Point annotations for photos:

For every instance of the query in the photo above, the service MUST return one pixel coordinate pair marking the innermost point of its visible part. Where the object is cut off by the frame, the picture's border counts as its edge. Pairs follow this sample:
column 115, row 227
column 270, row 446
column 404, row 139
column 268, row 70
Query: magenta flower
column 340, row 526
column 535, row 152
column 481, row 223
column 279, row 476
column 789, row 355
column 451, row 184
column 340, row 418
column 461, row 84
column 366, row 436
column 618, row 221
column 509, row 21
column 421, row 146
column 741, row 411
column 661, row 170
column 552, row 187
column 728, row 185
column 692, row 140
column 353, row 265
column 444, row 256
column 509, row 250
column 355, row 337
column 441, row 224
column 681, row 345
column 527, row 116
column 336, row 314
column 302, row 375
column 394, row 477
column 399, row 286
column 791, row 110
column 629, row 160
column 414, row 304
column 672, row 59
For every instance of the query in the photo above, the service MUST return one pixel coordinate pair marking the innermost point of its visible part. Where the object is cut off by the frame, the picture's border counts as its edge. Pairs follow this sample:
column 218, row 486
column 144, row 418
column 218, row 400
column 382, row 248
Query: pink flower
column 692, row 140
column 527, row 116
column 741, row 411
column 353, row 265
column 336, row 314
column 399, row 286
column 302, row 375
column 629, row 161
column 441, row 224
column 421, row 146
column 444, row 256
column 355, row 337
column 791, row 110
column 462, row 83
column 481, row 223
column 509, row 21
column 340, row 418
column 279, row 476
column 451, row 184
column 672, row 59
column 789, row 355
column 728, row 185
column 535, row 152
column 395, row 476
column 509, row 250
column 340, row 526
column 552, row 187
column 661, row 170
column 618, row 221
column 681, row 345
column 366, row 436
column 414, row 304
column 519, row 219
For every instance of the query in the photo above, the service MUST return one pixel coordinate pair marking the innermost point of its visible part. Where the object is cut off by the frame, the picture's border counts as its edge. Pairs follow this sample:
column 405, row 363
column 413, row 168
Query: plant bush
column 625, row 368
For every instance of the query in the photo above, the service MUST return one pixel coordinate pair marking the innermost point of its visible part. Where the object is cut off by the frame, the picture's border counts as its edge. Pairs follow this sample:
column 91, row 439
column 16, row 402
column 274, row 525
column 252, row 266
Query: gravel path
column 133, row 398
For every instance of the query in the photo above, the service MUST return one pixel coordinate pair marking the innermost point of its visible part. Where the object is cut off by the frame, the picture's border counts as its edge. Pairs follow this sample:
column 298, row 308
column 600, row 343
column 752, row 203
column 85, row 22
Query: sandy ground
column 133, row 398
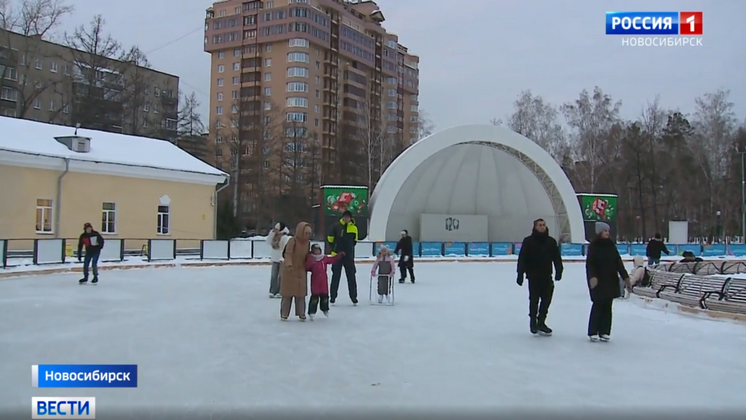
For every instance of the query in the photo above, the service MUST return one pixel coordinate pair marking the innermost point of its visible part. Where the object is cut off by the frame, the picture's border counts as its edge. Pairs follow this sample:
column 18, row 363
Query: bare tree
column 24, row 25
column 190, row 121
column 591, row 117
column 98, row 79
column 539, row 121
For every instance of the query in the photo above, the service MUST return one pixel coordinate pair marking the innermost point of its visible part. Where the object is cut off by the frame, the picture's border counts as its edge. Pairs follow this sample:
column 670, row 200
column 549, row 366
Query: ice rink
column 209, row 339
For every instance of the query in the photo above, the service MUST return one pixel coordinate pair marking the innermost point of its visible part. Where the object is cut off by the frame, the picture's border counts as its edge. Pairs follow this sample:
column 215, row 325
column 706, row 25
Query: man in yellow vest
column 343, row 238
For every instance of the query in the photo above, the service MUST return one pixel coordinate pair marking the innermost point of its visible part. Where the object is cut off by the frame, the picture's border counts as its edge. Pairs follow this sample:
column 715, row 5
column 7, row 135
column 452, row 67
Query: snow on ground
column 210, row 339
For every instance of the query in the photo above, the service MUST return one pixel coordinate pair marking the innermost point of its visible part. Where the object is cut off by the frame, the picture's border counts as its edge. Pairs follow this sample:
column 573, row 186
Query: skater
column 385, row 266
column 406, row 261
column 93, row 243
column 316, row 263
column 655, row 248
column 277, row 239
column 343, row 238
column 603, row 267
column 538, row 253
column 294, row 284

> [INSTRUCTIONS TO FOLLOW] Lay out every line of the records above as a JSON array of strings, one string per line, with blank lines and the pictures left out.

> [THE SOLUTION]
[
  "For every instance of the query in the photo above, the service MUST return one pixel coordinate pair marking the innermost point of its visible part. Where the object is cut off by the frame, the picture's border counts as its edge. Pairs follow this sample:",
  "column 115, row 227",
  "column 270, row 446",
  "column 404, row 139",
  "column 268, row 70",
  "Query: magenta flower",
  "column 340, row 526",
  "column 535, row 152",
  "column 481, row 223",
  "column 279, row 476",
  "column 789, row 355",
  "column 451, row 184",
  "column 340, row 418",
  "column 461, row 84",
  "column 366, row 436",
  "column 618, row 221",
  "column 509, row 21",
  "column 421, row 146",
  "column 741, row 411",
  "column 661, row 170",
  "column 552, row 187",
  "column 728, row 185",
  "column 692, row 140",
  "column 353, row 265",
  "column 444, row 256",
  "column 509, row 250",
  "column 355, row 337",
  "column 441, row 224",
  "column 681, row 345",
  "column 527, row 116",
  "column 336, row 314",
  "column 302, row 375",
  "column 394, row 477",
  "column 399, row 286",
  "column 791, row 110",
  "column 629, row 160",
  "column 414, row 304",
  "column 672, row 59",
  "For every instance of the query in the photo above, the service MUST return one pixel coordinate pair marking the innermost point of its visible part. Where the object is cut off by the frame, the picture's border counts as its edge. Pairs follow this sample:",
  "column 218, row 486",
  "column 144, row 418",
  "column 218, row 400",
  "column 382, row 248",
  "Query: pink flower",
  "column 692, row 140",
  "column 527, row 116",
  "column 741, row 411",
  "column 353, row 265",
  "column 336, row 314",
  "column 399, row 286",
  "column 302, row 375",
  "column 629, row 161",
  "column 441, row 224",
  "column 421, row 146",
  "column 444, row 256",
  "column 355, row 337",
  "column 791, row 110",
  "column 462, row 83",
  "column 481, row 223",
  "column 509, row 21",
  "column 340, row 418",
  "column 279, row 476",
  "column 451, row 184",
  "column 672, row 59",
  "column 789, row 355",
  "column 728, row 185",
  "column 535, row 152",
  "column 395, row 476",
  "column 509, row 250",
  "column 340, row 526",
  "column 552, row 187",
  "column 661, row 170",
  "column 618, row 221",
  "column 681, row 345",
  "column 366, row 436",
  "column 414, row 304",
  "column 519, row 219",
  "For every instance of the query in the photo above, the service MUST return one pixel coordinate pair marking the innermost point of its visible part. Where the object is cut off by the frame, the picture's border counts as its edge. Pairs follow this sample:",
  "column 405, row 363",
  "column 413, row 168",
  "Query: plant bush",
  "column 625, row 368",
  "For every instance of the query in the photo above, the service MUST return one pixel coordinate pair marking the innermost point of its visible part. Where the object is cut off by the frame, the picture's border counts as its edge. Pairs follow this sample:",
  "column 91, row 439",
  "column 16, row 402",
  "column 274, row 525",
  "column 252, row 266",
  "Query: gravel path",
  "column 133, row 398",
  "For every instance of the query in the photo above, the service MUST return one pixel coordinate pair marking the innermost point of its visible part. Where the object is cut off by the frame, the picture's border counts as its edge. Pairs follow this sample:",
  "column 298, row 308",
  "column 600, row 343",
  "column 752, row 203",
  "column 85, row 22",
  "Query: sandy ground",
  "column 133, row 398",
  "For every instance of the query in the photo above, the service MUST return one pixel coordinate pair marking the innermost point of its visible part. Where the object is cut off by the frame, the picture's border counts as its edge. Pairs follow this sample:",
  "column 18, row 363",
  "Query: bare tree",
  "column 24, row 25",
  "column 190, row 121",
  "column 591, row 117",
  "column 98, row 79",
  "column 539, row 121",
  "For every instance of the query in the photo above, the service MUST return one pixel coordinate pair marking the innermost point of its visible part. Where the object is cut off by the frame, the picture's border counts as its edge. Pairs follow this sample:",
  "column 670, row 200",
  "column 549, row 366",
  "Query: ice rink",
  "column 209, row 339",
  "For every instance of the query in the photo above, the service MUST return one pixel coordinate pair marking the innermost point of its visible part. Where the object is cut off by the frame, the picture's border counts as its edge. Pairs follow this sample:",
  "column 215, row 325",
  "column 706, row 25",
  "Query: man in yellow vest",
  "column 343, row 238",
  "For every instance of the query in the photo above, the service MUST return one pixel coordinate pair marking the innermost point of its visible part. Where the object is cut off by the frame, the picture's border counts as its edge. Pairs follow this sample:",
  "column 715, row 5",
  "column 7, row 135",
  "column 452, row 67",
  "Query: snow on ground",
  "column 210, row 339",
  "For every instance of the query in the photo above, the service MUST return one pixel coordinate pair marking the innermost point of its visible part. Where the object is cut off by the frame, the picture's border counts as its edge. Pairs follow this sample:",
  "column 573, row 186",
  "Query: skater",
  "column 385, row 266",
  "column 406, row 261",
  "column 93, row 243",
  "column 316, row 263",
  "column 655, row 248",
  "column 277, row 239",
  "column 343, row 238",
  "column 603, row 267",
  "column 538, row 253",
  "column 294, row 284"
]